[start]

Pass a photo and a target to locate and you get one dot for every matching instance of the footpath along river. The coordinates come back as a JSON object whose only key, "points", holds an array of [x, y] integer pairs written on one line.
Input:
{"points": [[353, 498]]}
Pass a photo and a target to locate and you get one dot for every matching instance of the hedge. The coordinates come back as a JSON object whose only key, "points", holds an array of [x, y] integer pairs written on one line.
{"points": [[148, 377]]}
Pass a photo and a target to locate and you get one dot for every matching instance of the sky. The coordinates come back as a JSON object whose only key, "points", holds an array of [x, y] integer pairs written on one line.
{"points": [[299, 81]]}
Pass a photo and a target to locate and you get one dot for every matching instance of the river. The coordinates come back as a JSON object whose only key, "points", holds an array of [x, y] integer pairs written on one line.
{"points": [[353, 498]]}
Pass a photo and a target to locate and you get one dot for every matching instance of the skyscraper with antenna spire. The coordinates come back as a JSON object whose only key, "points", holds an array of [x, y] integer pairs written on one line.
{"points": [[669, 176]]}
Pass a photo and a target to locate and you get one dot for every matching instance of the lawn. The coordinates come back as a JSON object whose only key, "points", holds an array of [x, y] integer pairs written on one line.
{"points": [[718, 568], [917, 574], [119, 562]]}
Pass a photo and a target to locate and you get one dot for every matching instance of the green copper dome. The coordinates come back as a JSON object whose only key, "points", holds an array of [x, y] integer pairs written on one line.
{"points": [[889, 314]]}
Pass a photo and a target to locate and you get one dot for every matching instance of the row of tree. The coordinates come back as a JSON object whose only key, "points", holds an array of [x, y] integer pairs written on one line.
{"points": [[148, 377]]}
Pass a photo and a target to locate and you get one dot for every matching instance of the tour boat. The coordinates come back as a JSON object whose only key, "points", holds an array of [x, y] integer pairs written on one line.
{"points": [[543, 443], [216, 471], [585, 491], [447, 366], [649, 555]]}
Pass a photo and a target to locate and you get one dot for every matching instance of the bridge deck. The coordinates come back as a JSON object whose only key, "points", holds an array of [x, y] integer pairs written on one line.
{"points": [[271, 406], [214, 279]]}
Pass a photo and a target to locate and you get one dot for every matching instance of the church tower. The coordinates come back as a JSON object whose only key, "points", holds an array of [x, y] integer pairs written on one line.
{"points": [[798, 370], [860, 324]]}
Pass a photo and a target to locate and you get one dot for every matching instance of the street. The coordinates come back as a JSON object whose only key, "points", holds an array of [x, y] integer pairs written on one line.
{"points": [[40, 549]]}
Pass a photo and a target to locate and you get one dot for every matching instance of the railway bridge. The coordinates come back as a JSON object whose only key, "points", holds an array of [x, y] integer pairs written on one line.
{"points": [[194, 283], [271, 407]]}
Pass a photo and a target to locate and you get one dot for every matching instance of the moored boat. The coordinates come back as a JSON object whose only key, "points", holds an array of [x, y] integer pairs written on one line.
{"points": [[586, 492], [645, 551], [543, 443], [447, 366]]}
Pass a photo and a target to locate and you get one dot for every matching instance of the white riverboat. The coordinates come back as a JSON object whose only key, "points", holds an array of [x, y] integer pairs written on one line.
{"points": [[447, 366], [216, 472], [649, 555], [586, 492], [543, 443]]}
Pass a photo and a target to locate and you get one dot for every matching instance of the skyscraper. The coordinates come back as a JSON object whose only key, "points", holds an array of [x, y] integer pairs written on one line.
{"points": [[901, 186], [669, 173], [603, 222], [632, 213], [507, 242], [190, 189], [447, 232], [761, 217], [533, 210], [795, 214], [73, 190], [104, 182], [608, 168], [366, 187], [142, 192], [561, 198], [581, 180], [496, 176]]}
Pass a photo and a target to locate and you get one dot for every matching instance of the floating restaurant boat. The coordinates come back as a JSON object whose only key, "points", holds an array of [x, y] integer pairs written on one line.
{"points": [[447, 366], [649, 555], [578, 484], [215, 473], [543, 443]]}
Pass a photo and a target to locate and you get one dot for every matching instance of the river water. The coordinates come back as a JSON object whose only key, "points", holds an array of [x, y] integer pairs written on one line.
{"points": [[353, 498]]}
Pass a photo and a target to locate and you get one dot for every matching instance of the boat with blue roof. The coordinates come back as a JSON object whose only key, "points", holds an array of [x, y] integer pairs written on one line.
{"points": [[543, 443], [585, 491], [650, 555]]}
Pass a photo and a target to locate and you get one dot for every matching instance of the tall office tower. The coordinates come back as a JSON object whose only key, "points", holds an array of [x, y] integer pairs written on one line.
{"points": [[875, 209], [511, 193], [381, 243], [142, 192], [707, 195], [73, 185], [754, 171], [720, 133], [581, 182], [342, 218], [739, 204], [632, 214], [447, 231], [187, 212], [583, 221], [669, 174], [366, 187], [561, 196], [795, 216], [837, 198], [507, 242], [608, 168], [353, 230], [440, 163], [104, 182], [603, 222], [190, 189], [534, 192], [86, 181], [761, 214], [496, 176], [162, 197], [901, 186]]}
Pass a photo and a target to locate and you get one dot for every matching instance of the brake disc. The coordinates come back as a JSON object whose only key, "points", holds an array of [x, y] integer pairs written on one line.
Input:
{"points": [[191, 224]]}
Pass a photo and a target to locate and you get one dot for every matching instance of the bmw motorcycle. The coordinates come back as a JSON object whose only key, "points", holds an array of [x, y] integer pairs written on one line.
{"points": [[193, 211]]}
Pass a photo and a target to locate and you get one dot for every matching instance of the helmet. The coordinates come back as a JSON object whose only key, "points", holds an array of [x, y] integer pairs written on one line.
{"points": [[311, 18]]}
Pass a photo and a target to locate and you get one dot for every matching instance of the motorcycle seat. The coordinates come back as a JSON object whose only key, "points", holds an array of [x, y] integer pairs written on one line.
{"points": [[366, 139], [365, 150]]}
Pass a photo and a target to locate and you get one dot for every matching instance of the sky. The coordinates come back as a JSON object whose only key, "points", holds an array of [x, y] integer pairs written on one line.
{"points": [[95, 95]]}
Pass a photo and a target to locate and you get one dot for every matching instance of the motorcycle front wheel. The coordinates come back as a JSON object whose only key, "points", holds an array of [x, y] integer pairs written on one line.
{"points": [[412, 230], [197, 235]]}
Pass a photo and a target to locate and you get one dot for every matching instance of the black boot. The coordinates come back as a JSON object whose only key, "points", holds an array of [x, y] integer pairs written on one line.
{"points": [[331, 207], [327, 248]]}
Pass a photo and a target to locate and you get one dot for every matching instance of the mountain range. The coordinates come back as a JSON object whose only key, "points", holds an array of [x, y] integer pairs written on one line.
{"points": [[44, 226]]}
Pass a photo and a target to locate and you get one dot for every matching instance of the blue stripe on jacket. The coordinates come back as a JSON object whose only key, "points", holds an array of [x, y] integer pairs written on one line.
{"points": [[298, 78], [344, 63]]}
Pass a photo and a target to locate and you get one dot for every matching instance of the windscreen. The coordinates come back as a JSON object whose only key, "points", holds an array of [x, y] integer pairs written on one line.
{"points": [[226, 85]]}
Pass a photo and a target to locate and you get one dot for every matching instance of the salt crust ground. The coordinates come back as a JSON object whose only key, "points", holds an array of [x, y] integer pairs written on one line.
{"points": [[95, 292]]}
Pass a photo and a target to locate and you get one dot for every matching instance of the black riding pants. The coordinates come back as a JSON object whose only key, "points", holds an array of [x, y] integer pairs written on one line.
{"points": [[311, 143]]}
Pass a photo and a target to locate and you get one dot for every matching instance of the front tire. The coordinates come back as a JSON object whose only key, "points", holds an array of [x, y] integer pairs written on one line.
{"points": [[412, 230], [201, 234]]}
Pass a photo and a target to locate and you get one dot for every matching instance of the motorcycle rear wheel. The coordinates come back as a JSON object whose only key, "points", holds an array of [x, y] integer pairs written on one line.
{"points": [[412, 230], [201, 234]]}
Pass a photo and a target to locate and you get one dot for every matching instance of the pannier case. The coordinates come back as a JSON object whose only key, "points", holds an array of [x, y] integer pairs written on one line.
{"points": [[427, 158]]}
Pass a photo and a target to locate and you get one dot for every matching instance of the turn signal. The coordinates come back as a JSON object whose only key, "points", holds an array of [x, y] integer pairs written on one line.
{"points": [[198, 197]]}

[end]

◆ Instructions for the task ◆
Please write out the items again from the line containing "of the pannier" through the end of the items, requests included, and shift every x and y coordinate in the answers by -108.

◆ Exercise response ◆
Pass a photo and a target to locate and you get one dot for every matching instance of the pannier case. The coordinates come back as a JSON object whose only key, "points", holds an array of [x, y] integer pairs written on one line.
{"points": [[319, 50]]}
Pass a photo and a target to locate and you get one dot for every matching instance of the turn signal. The coordinates come back as a JSON object whose only key, "points", holds an array of [x, y] integer pairs written on one line.
{"points": [[90, 89]]}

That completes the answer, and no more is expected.